### Text provided
Case and Control Differences. a Unpaired and paired t-tests reveal few case/control ratios that are significant in the targeted proteomics assays. b Volcano plots reveal protein analytes that characterize difference between case and controls (blue points) from shotgun LC-MS/MS measurements

Figure 6b shows ten proteins with both the largest absolute fold differences and most significant Benjamini-Hochberg corrected p-values from a parallel paired t-test analysis of the LC-MS/MS data. Amongst these top ten proteins, most are commonly observed in the blood but not previously explicitly linked to cancer-related molecular mechanisms.

Discussion

We evaluated three different types of assays (Fig. 1a) currently used for protein biomarker studies for their respective figures of merit and practical considerations. We found that each platform delivered varying degrees of depth and range for each individual analyte measured (Fig. 2), even in the cases where the two immuno-based assays claim to measure the absolute values of the same protein (Fig. 3). We found that platforms had inherent technical variation evaluated with technical replicates (Fig. 4); however, we were still able to detect biological signal that generally surpassed technical variation (Fig. 5a, c). Despite that most variability was captured by biological effects (Fig. 5c), paired and unpaired comparisons of pre-diagnostic case and control samples yielded 32 significant proteins (Fig. 6) with altered expression levels, with a limited subset previously reported to be associated with cancer. No proteins, however, retained statistical significance after false discovery correction. We conclude that technical, practical, and study design considerations are essential to maximize information obtained in limited pre-diagnostic samples of cancer patients.

The motivation for this study was to perform an exploratory investigation of technical and study design implications for identifying potential protein biomarkers in a small sample (n = 10) of pre-diagnostic breast cancer biospecimens. The pre-diagnostic plasma samples from the BCFR in this study – and human clinical cancer biospecimens in general – are often relatively limited in number and amount and difficult to come by. Thus one often arrives, as we did in this study, at a situation wherein there are multiple available technologies to analyze precious samples. It is therefore critical to understand the implications of technical choices, and to carefully design experiments to maximize information obtained.

In this study, we selected three different types of assays (Fig. 1a) currently used for protein biomarker studies. We evaluated each type assay for their respective merit and practical considerations. We leveraged specimens from matched sisters who remained cancer-free as controls and compared them to pre-diagnostic specimens of sisters who developed breast cancer within 2 years of providing the blood sample. Therefore, in addition to comparatively assessing the technical platforms, we also evaluated whether a paired design would bring more statistical power to account for confounding biological variability. Though modest in sample size, this study serves as a model pilot study and practical strategy to evaluate important factors before designing a larger study.

### Available data
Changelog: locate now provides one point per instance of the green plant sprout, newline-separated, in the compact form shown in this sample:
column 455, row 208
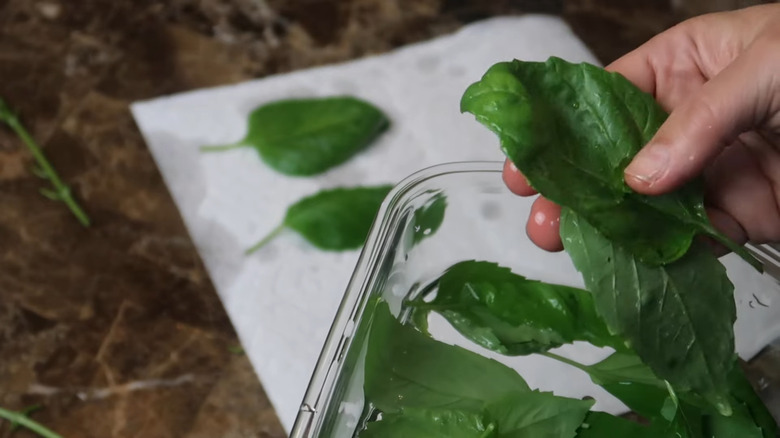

### Task list
**A.** In the biomarker study text, rewrite everything from "In this study, we" down to "a larger study.", replacing "sisters" with "siblings".
**B.** Please list each distinct figure number that the biomarker study text cites.
**C.** Answer these questions from the biomarker study text:
(i) How many pre-diagnostic breast cancer biospecimens made up the small sample?
(ii) How many significant proteins did the paired and unpaired comparisons of case and control samples yield?
(iii) Within how many years of providing the blood sample did the case sisters develop breast cancer?

### Per-task answers
**A.**
In this study, we selected three different types of assays (Fig. 1a) currently used for protein biomarker studies. We evaluated each type assay for their respective merit and practical considerations. We leveraged specimens from matched siblings who remained cancer-free as controls and compared them to pre-diagnostic specimens of siblings who developed breast cancer within 2 years of providing the blood sample. Therefore, in addition to comparatively assessing the technical platforms, we also evaluated whether a paired design would bring more statistical power to account for confounding biological variability. Though modest in sample size, this study serves as a model pilot study and practical strategy to evaluate important factors before designing a larger study.

**B.**
Figure 1
Figure 2
Figure 3
Figure 4
Figure 5
Figure 6

**C.**
(i) 10
(ii) 32
(iii) 2 years